* **Extracted text**

☆ ☆ ☆ ☆ ☆ ☆ ☆

As humans, we’re needy as hell; we crave attention. It doesn’t matter whether we are at our very worst or our utmost best, we long for eyes on us, to validate our experiences. We’re like emotion addicts, always scratching ourselves, eager for the next fix. Each of us has the intrinsic desire to be seen, to be heard, and to be understood. It’s a selfish want, one that produces inside of us a euphoric thrill when we see someone in a similar predicament as us; if we are broken down and bereft, it makes us feel good to see someone else just as low. Conversely, when we’re high as hell on enthusiasm clouds, we cheer other people on who are equally as elated. It’s pretty much science.
Media in general is a powerful tool when it comes to empathy. Television in particular creates artificial relationships between fictional characters and us, the viewers, that are so palatable that we treat them with veneration. None of us knew Jon Stewart (not well enough to go golfing with him, at least) but he was, during his reign, the most trusted personality in media. How is that possible? It’s because he made us feel seen. He represented a voice for the masses, an underdog voice, and he made us feel validation knowing that someone else cared about issues like corruption and injustice. When he was mad, we were mad. When he was sad, so were we. Jon Stewart was part of the nation’s extended family—yet none of us actually met the man.
Shows have power—the kind of power that creates trust. Tori Amos once said, “The sexiest thing is trust.” It’s seductive, It’s pleasurable, and it’s comforting. So how could we possibly trust someone we’ve never met? We trust people who remind us of ourselves, often to detrimental effect—after all, we’re not all trustworthy. But despite the risk of being hurt, we trust anyway. We trust freely. As viewers, we look for characters we can trust. Relatable characters are what we feed on.
I’m not saying you need to get out more. I’m saying you need to get out my office.
It’s easy to see ourselves in the characters from the Brooklyn College series Unproductive. They are essentially a series of tropes: there’s the bitter heart throb jilted by the confused girl trying to find herself, there’s the angsty lesbian coming to terms with homophobic parents, there’s the sheltered virginal girl who’s new in town and whose arrives shakes things up, there’s the awkward, quirky nerd with social anxiety who learns to breathe, there’s the harsh but well-meaning professor whose unorthodox teaching is ultimately the most rewarding, and of course there’s the Black comedic relief—because you always have to have the Black comedic relief, I guess.
These characters are cookie cutter versions of ourselves. But are they truly relatable? Surely straight people watching Sam struggle with her identity have never felt what she felt. Certainly sexually active people can’t relate to Bracha’s callowness. In fact, I doubt anyone who isn’t a college kid knows the stress these characters endure trying to meet deadlines and finish their projects without chewing each other’s heads off. Add TV and Radio majors to the mix and you have a pretty niche audience you’re catering to
GUISE THIS IS LITERALLY ME WOW MUCH RELATABILITY.
So are these people relatable? Of course they are. Because regardless of the specifics, we have all had stages in our lives like these characters. Everyone’s been Bracha at some point in their life: naive, unassuming, eager to take on the world until they actually see how hard that really is. Everyone’s had a dilemma like Sam’s—sexuality aside— by simply being your own person when your parents want you to be their dream child. Everyone has been—or will be—heart broken at some point in their life like Ben. And everyone will break a heart like Cate did.

☆ ☆ ☆ ☆ ☆ ☆ ☆

[Entries locating objects in images]

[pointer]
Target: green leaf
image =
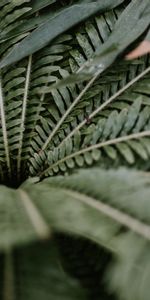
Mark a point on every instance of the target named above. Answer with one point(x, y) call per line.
point(60, 23)
point(35, 272)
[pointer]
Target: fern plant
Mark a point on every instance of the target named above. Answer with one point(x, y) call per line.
point(74, 151)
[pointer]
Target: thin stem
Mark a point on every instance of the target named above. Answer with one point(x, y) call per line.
point(4, 130)
point(105, 104)
point(70, 109)
point(24, 107)
point(98, 146)
point(8, 293)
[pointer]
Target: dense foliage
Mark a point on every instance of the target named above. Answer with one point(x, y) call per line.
point(74, 150)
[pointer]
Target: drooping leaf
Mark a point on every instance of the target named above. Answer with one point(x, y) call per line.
point(27, 276)
point(60, 23)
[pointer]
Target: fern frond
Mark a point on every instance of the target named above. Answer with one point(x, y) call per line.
point(4, 130)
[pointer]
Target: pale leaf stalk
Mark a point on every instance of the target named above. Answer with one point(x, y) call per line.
point(24, 107)
point(105, 104)
point(4, 129)
point(8, 292)
point(98, 146)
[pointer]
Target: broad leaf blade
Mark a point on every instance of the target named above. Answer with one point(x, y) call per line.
point(54, 27)
point(35, 272)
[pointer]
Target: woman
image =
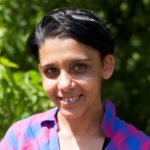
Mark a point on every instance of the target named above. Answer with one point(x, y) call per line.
point(74, 50)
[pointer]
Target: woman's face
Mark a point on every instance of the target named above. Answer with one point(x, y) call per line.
point(72, 74)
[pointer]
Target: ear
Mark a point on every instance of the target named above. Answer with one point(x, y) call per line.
point(108, 66)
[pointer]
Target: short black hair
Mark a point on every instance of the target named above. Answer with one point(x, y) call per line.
point(79, 24)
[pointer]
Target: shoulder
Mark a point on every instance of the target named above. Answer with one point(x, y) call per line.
point(26, 129)
point(122, 134)
point(130, 136)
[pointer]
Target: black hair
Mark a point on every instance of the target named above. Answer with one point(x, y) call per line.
point(78, 24)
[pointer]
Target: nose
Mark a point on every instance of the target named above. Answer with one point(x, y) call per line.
point(64, 82)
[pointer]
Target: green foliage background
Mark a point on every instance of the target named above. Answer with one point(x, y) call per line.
point(21, 92)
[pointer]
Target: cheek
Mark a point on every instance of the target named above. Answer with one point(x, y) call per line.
point(49, 86)
point(90, 83)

☆ ☆ ☆ ☆ ☆ ☆ ☆

* **Problem 1**
Decide whether each statement below agrees with the essay on relatable TV characters. Answer yes or no for each, and quote the words of the essay that settle it.
(a) Jon Stewart was the most trusted personality in media during his reign.
(b) The line "The sexiest thing is trust" is credited to Jon Stewart.
(c) Unproductive is a series from Brooklyn College.
* **Problem 2**
In the essay on relatable TV characters, which character is said to have broken a heart?
* **Problem 3**
Carry on the essay about relatable TV characters, picking up right after its final sentence.

* **Written answer 1**
(a) Yes: "he was, during his reign, the most trusted personality in media."
(b) No: "Tori Amos once said, “The sexiest thing is trust.”"
(c) Yes: "the Brooklyn College series Unproductive"

* **Written answer 2**
Cate.

* **Written answer 3**
I am a feeble human being and my happiness and success is dependent on our relationship!
These characters are human. Their archetypes are universal. They are the stereotypes of every college kid across the country. And they make decisions we don’t always like. But so do the people we love; and so do we. These characters are flawed, and more relatable because of it.
Friends—how many of us have them? Friends—the ones we can depend on… to exploit our deepest insecurities. #BFFs
That’s not to say they’re likeable—relatability and likeability are two separate entities. I’m completely unimpressed by these characters, their narcissism and their lack of maturity and self-awareness. I think Ben is a bumbling, bratty loser with a Tom Hansen complex and an inability to think any original thoughts. In fact, I think all of these characters would fit perfectly in M.T. Anderson sci-fi satire ‘Feed’ with their lack of identity that isn’t media-centric and unoriginal.
FEED my meter. COINCIDENCE? I think not.
I think the characters—including Professor Parker— use Bracha and Cate as scapegoats for their horrible personalities and decisions. That’s not to say those two are perfect—I think Cate is totally self-serving but blameless, and Bracha is a try-hard geek but equally guilt-free—however, accountability for entire friendships crumbling has to be evenly divided. But nobody wants to own up to it. Everyone in this show has a serious case of BPD. Oh, and the Black comedic relief was just that, nothing more. I know he has a name—Theo— but like no one cares, Deborah.
She’s looking for ways to appeal to angsty Tumblr-users watching—she’s considering henna.
However, disliking the characters doesn’t dehumanize them—it makes them more real. Real people do things that aren’t always ideal. Real people make mistakes. Real people are selfish. Real people are immature. And real people like the cast of Unproductive inhabit the world. Relatability is the center of humanity; Unproductive knows this and exploits it shamelessly. Whenever it seems like the characters can’t get any more relatable, they stop, look you straight in the eyes, and say, “Is that what you want Mary? You want more relatability?” then proceed to pull you deeper and deeper into their world—more than likely with a cheesy movie quote.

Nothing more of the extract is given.